⟨
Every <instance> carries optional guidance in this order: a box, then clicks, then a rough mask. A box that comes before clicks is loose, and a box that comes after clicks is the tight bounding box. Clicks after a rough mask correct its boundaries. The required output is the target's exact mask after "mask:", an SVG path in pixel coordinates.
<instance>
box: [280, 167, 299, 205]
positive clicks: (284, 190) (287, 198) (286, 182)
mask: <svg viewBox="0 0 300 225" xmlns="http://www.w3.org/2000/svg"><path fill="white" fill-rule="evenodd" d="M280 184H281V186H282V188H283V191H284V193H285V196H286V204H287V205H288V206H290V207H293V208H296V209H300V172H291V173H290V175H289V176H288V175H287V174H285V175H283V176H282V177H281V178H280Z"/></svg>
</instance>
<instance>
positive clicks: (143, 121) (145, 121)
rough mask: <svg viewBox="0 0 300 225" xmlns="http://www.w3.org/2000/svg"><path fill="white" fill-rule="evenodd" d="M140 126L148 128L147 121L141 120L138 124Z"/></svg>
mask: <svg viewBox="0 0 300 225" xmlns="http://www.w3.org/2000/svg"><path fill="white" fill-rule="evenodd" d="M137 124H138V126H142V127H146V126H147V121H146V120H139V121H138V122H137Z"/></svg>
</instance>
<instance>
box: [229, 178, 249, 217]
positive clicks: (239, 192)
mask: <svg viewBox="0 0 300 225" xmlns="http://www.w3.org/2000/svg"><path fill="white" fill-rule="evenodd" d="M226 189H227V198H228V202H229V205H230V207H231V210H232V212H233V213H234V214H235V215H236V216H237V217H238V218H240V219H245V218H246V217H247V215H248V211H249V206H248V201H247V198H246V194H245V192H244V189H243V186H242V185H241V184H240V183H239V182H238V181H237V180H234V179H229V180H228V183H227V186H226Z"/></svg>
⟩
■ WHAT TO PRODUCE
A verbatim copy of every entry is required.

■ WRITTEN ANSWER
Every <instance> carries optional guidance in this order: a box, then clicks, then a rough mask. A box that comes before clicks is loose, and a box that comes after clicks is the tight bounding box. Clicks after a rough mask correct its boundaries. The required output is the target's exact mask after "mask:", an SVG path in pixel coordinates.
<instance>
box: [280, 167, 299, 205]
positive clicks: (284, 190) (287, 198) (286, 182)
mask: <svg viewBox="0 0 300 225" xmlns="http://www.w3.org/2000/svg"><path fill="white" fill-rule="evenodd" d="M280 184H281V186H282V188H283V191H284V193H285V196H286V204H287V205H288V206H290V207H293V208H296V209H300V172H291V173H290V175H289V176H288V175H287V174H285V175H283V176H282V177H281V178H280Z"/></svg>
</instance>
<instance>
positive clicks: (143, 121) (145, 121)
rough mask: <svg viewBox="0 0 300 225" xmlns="http://www.w3.org/2000/svg"><path fill="white" fill-rule="evenodd" d="M140 126L148 128L147 121L141 120L138 124Z"/></svg>
mask: <svg viewBox="0 0 300 225" xmlns="http://www.w3.org/2000/svg"><path fill="white" fill-rule="evenodd" d="M137 124H138V126H142V127H146V126H147V121H146V120H139V121H138V122H137Z"/></svg>
</instance>
<instance>
box: [229, 178, 249, 217]
positive clicks: (239, 192)
mask: <svg viewBox="0 0 300 225" xmlns="http://www.w3.org/2000/svg"><path fill="white" fill-rule="evenodd" d="M226 189H227V198H228V202H229V205H230V207H231V210H232V212H233V213H234V214H235V215H236V216H237V217H238V218H240V219H245V218H246V217H247V215H248V211H249V206H248V201H247V198H246V194H245V192H244V189H243V186H242V185H241V184H240V183H239V182H238V181H237V180H234V179H229V180H228V183H227V186H226Z"/></svg>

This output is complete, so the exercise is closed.